▶ WORK ITEM A
Quote the section of the passage on Lauren's cancer treatment starting at "But Lauren’s work" and ending at "and get stronger.".
▶ WORK ITEM B
List every calendar date with both a month and a day that appears in the passage on Lauren's cancer treatment.

PASSAGE START

Allison corroborated that notion.
“She felt that there was a reason for this, and that it wouldn’t happen to her if not for good reason and not for a bigger plan.”
In April, the doctors at Shands told her she was in her last month of treatment.
When you receive chemotherapy, you receive it in rounds, and the doctors hoped she would need four. When a patient finishes a round, they sit, confined to a hospital bed, waiting for their white blood cell counts to recover because you don’t have any immunity when they’re low.
Even though there’s no treatment going on, Lauren was stuck at Shands until her bone marrow regenerated.
The doctors tested her blood on April 23 and the Evans were hoping to get same-day results.
They didn’t. The family went to bed bearing a cloud of burden and anxiety.
On April 24, that cloud was dissolved.
“All my doctors came running in my room and I thought it was like something bad was happening.”
Instead it was, as Lauren put it, “The best day. It was like Christmas.”
Her doctors had a message for her.
“You’re cancer-free.”

***

On June 14, Lauren rang the cancer bell, which is symbolic at Shands Hospital. It’s fashioned from an oxygen tank, and patients ring it at the end of their treatments, signifying their life after cancer.
But Lauren’s work wasn’t done. It isn’t done.
She’s started therapy, she learned how to walk again and she’s active. But she still needs to start running again, start getting her form down and get stronger.

PASSAGE END
RECORDED INFORMATION START

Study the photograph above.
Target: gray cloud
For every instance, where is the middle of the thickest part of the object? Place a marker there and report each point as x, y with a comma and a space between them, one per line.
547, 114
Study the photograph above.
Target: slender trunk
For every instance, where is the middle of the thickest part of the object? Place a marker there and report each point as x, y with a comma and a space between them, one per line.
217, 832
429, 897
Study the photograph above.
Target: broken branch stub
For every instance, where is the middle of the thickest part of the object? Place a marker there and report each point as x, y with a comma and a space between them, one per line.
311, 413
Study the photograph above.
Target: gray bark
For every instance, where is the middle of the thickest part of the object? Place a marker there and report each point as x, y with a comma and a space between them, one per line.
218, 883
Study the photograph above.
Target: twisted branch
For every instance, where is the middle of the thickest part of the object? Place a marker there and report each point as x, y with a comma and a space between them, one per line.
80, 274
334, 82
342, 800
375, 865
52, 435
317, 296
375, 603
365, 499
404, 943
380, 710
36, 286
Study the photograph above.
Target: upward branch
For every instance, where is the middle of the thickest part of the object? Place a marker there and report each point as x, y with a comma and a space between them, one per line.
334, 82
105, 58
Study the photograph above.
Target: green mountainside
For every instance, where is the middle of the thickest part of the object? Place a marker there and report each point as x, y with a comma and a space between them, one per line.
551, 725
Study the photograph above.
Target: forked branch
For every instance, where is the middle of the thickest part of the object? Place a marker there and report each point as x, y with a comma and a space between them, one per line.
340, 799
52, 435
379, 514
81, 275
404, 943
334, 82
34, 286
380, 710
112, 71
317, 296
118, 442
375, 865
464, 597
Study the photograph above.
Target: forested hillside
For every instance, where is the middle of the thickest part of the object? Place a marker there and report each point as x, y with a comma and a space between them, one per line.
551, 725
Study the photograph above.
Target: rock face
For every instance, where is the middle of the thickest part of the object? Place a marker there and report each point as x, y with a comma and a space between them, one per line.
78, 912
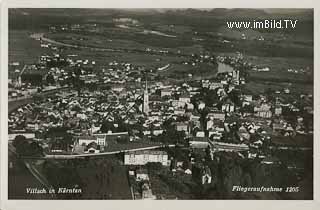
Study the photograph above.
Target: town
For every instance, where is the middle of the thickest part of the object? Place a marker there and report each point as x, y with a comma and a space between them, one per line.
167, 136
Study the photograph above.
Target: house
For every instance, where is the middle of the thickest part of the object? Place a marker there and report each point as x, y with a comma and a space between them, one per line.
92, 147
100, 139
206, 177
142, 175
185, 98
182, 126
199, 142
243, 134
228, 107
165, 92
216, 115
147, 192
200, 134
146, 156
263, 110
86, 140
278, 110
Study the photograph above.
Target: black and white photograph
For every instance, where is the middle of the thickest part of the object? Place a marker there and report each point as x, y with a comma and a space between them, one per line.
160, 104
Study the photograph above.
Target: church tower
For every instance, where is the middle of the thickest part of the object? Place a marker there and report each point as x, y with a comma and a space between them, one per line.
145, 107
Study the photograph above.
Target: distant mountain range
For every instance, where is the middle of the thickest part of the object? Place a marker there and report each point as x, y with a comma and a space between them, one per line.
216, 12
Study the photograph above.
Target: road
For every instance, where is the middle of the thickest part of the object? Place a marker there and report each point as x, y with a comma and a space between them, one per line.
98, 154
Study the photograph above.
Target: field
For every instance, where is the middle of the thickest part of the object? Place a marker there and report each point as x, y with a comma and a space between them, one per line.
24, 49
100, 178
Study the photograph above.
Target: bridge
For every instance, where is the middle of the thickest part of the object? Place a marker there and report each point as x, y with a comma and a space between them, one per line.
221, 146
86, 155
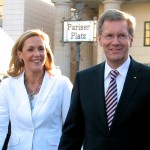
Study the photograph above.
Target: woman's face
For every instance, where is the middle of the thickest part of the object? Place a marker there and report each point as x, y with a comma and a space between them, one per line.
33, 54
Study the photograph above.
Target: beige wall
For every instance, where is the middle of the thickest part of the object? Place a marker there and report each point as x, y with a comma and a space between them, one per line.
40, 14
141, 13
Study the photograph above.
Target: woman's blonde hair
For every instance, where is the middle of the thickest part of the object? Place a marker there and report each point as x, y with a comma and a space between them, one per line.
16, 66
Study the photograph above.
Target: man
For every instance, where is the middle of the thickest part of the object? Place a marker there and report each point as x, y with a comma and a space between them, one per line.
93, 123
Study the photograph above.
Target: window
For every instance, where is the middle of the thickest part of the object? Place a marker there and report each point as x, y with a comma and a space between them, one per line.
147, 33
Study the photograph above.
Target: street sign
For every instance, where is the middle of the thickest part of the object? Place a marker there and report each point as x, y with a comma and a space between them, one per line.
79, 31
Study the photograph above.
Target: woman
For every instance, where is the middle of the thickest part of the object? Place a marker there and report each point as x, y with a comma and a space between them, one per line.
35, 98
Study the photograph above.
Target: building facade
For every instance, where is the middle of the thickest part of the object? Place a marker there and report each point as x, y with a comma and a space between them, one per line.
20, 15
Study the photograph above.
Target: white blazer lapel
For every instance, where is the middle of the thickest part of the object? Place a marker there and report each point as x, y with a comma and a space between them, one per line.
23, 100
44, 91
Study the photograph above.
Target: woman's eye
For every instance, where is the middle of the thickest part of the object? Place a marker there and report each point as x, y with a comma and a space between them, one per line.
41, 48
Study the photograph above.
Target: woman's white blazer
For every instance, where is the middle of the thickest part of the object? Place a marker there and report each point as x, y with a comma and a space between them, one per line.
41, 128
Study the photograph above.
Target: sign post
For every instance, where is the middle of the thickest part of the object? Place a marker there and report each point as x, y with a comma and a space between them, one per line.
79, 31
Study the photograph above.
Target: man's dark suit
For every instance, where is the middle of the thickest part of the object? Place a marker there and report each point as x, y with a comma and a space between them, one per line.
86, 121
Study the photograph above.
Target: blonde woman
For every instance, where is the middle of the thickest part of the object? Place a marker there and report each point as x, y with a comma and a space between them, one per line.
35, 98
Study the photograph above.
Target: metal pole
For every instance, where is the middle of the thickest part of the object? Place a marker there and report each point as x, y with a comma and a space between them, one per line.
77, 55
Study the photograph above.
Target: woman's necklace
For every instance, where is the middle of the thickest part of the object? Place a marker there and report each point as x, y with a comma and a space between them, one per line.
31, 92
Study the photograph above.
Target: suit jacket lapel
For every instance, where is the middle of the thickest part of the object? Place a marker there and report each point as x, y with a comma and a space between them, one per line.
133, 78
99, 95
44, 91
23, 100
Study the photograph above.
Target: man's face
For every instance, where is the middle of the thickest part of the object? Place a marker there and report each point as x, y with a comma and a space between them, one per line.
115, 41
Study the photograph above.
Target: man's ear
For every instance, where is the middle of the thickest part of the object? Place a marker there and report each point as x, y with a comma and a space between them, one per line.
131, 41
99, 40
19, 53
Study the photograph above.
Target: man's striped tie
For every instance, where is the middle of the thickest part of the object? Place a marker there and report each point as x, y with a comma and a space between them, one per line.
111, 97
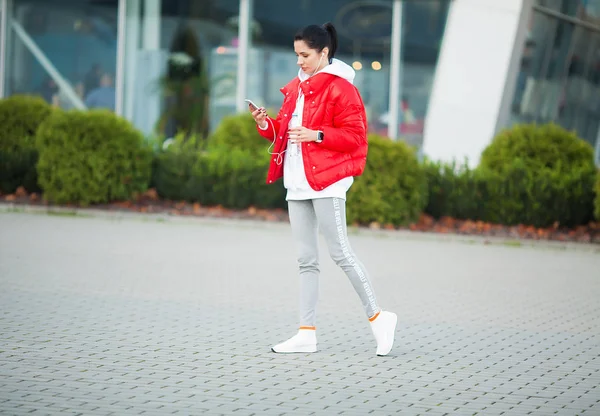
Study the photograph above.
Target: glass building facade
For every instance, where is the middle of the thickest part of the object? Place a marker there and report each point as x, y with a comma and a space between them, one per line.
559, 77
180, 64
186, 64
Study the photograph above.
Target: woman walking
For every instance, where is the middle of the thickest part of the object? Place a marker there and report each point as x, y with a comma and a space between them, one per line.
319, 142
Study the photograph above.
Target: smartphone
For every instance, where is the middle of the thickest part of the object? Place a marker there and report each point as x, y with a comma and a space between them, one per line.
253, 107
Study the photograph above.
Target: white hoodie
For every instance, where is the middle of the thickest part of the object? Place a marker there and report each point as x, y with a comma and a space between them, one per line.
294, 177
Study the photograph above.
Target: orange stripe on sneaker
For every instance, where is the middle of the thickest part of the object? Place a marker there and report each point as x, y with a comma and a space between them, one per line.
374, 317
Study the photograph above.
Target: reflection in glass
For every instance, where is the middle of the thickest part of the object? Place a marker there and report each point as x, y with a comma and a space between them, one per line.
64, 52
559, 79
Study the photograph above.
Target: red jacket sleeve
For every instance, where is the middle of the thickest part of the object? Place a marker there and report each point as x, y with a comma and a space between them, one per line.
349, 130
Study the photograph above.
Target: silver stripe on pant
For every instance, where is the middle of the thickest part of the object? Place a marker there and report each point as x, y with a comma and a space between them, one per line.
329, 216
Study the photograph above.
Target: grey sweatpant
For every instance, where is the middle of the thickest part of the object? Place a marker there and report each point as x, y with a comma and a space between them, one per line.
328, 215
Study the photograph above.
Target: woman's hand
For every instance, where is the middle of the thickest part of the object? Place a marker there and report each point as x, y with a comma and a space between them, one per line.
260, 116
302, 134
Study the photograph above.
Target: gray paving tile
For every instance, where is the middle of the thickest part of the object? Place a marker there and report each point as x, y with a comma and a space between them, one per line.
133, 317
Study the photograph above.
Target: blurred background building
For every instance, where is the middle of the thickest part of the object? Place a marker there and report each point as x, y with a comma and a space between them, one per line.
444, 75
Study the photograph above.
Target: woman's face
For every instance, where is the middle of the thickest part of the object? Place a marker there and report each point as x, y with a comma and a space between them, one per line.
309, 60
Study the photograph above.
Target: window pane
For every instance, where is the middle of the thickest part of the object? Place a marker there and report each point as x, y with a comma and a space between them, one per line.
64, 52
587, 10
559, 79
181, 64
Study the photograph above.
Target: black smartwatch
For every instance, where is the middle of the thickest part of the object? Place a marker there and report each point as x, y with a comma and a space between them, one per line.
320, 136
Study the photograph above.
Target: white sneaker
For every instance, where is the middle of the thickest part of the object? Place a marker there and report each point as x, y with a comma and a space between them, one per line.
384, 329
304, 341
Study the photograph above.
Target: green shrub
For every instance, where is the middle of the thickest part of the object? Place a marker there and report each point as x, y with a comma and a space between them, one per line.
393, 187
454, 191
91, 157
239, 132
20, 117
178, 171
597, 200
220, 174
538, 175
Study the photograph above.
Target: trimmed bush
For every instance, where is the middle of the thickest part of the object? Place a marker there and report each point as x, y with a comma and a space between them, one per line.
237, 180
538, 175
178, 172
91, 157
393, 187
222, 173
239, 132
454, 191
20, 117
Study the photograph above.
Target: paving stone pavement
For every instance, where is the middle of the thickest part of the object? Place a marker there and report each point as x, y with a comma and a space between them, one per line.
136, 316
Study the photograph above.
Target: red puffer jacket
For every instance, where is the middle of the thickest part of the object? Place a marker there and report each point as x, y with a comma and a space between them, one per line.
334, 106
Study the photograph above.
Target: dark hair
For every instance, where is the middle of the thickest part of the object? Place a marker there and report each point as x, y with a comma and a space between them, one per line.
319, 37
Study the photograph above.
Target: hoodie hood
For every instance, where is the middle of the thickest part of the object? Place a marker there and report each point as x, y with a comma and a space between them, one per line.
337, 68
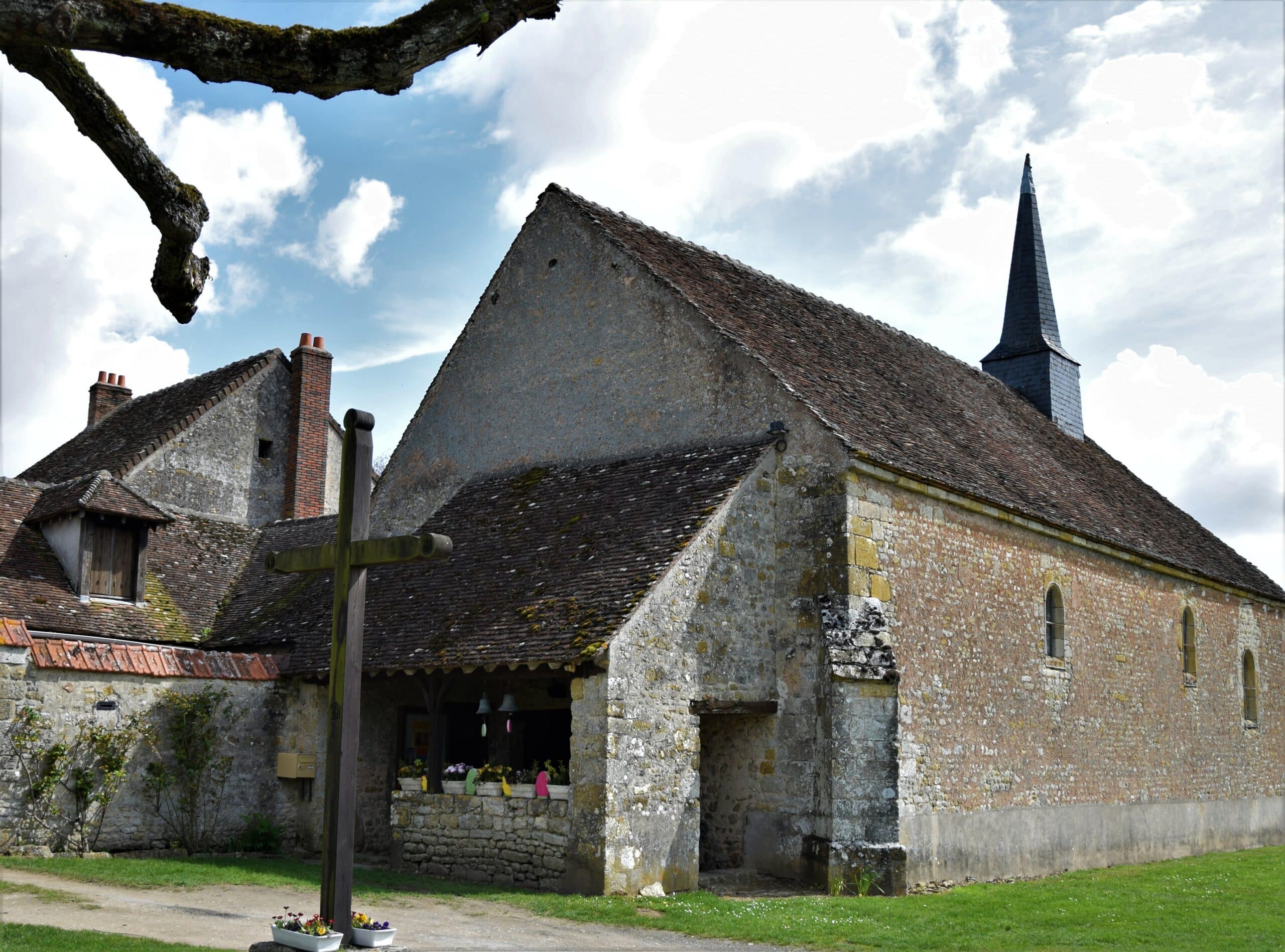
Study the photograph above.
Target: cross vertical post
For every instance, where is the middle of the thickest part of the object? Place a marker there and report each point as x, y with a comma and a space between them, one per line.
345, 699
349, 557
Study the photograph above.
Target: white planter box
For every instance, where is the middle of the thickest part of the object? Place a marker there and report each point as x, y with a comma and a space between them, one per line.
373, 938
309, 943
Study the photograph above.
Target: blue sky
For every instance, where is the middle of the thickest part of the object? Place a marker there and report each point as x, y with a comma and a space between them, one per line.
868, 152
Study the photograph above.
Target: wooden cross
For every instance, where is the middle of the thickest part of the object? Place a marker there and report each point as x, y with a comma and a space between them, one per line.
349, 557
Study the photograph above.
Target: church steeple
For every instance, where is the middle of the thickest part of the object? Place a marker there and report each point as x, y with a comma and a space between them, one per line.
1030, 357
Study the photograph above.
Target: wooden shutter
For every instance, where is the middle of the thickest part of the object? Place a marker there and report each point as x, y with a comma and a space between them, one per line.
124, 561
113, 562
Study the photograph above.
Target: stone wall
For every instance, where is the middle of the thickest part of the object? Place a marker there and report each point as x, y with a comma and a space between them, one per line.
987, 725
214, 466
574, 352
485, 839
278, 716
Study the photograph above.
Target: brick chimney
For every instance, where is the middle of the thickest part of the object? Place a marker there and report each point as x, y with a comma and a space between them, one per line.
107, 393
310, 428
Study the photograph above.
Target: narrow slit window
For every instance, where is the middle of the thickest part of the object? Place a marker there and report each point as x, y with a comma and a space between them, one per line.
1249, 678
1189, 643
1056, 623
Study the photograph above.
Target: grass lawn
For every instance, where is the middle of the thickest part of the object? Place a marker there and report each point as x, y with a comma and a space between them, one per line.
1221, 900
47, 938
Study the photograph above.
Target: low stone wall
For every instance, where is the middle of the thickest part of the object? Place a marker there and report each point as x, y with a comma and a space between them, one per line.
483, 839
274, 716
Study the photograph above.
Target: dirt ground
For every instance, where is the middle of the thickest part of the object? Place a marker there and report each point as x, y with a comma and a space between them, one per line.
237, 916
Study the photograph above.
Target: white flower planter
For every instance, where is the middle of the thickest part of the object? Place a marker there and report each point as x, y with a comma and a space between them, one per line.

RECORDED INFORMATION END

▶ RESPONSE BOX A
But Lauren’s work wasn’t done. It isn’t done.
She’s started therapy, she learned how to walk again and she’s active. But she still needs to start running again, start getting her form down and get stronger.

▶ RESPONSE BOX B
April 23, April 24, June 14